[Object point labels]
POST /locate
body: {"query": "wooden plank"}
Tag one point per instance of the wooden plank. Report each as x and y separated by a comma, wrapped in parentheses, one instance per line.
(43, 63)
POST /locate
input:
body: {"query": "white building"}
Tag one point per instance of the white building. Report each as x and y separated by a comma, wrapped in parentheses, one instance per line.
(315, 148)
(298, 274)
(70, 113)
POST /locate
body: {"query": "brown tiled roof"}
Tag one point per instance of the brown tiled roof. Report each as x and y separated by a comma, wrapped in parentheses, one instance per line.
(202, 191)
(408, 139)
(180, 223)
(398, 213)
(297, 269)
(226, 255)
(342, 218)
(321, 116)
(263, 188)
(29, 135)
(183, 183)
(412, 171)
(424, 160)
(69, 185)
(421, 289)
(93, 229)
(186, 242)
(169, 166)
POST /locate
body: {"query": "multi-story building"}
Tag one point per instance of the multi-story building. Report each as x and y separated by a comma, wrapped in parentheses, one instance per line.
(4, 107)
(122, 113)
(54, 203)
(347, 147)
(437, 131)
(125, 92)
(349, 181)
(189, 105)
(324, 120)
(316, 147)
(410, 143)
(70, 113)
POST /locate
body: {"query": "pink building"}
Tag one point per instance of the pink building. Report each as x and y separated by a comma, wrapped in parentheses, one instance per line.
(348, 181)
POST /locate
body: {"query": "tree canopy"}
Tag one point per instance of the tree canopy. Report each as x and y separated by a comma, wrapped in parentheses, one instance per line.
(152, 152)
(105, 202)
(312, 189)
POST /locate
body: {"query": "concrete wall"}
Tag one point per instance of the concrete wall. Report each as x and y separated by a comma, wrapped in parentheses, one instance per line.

- Job -
Reproduce the full listing above, character for character.

- In response -
POST /locate
body: {"query": "wooden plank"}
Tag one point per instance of the wooden plank. Report each as x and y separated by a comma, wrapped in parentheses, one instance per line.
(43, 63)
POST /locate
input:
body: {"query": "white building"}
Tag one point per instance of the white building. Report each as x and y separated by a comma, wrapped in parentheses, one instance per line.
(315, 148)
(298, 274)
(70, 113)
POST /locate
body: {"query": "brown tiled roof"}
Tag one point per instance of the brown tiled roof. Report each as x and y separated by a comma, wrapped in parentheses, one instance per line.
(202, 191)
(408, 139)
(180, 223)
(398, 213)
(297, 269)
(226, 255)
(342, 218)
(321, 116)
(263, 188)
(29, 135)
(183, 183)
(412, 171)
(424, 160)
(69, 185)
(421, 289)
(93, 229)
(186, 242)
(169, 166)
POST /locate
body: {"query": "multi-story building"}
Tag one point per instance of the multi-story building. Report each as x and y separated by a comma, wrapped in parentheses, one instance per line.
(4, 107)
(122, 113)
(54, 203)
(347, 147)
(437, 131)
(125, 92)
(349, 181)
(189, 105)
(324, 120)
(316, 147)
(410, 143)
(70, 113)
POST /locate
body: {"query": "pink building"}
Tag one point per instance of the pink building. Report each as x and y separated by a comma, wrapped in parentheses, one instance per line.
(348, 181)
POST /locate
body: {"query": "tree canopy"}
Tag one point per instance of the tree canopy. Report each as x and y separated by a comma, wrapped in parentheses, one instance per line.
(152, 152)
(105, 202)
(312, 189)
POST /locate
body: {"query": "concrete wall"}
Tag one point per instance of the concrete wall. Report each as x and y separated by a comma, wrapped in parentheses, one instance per line.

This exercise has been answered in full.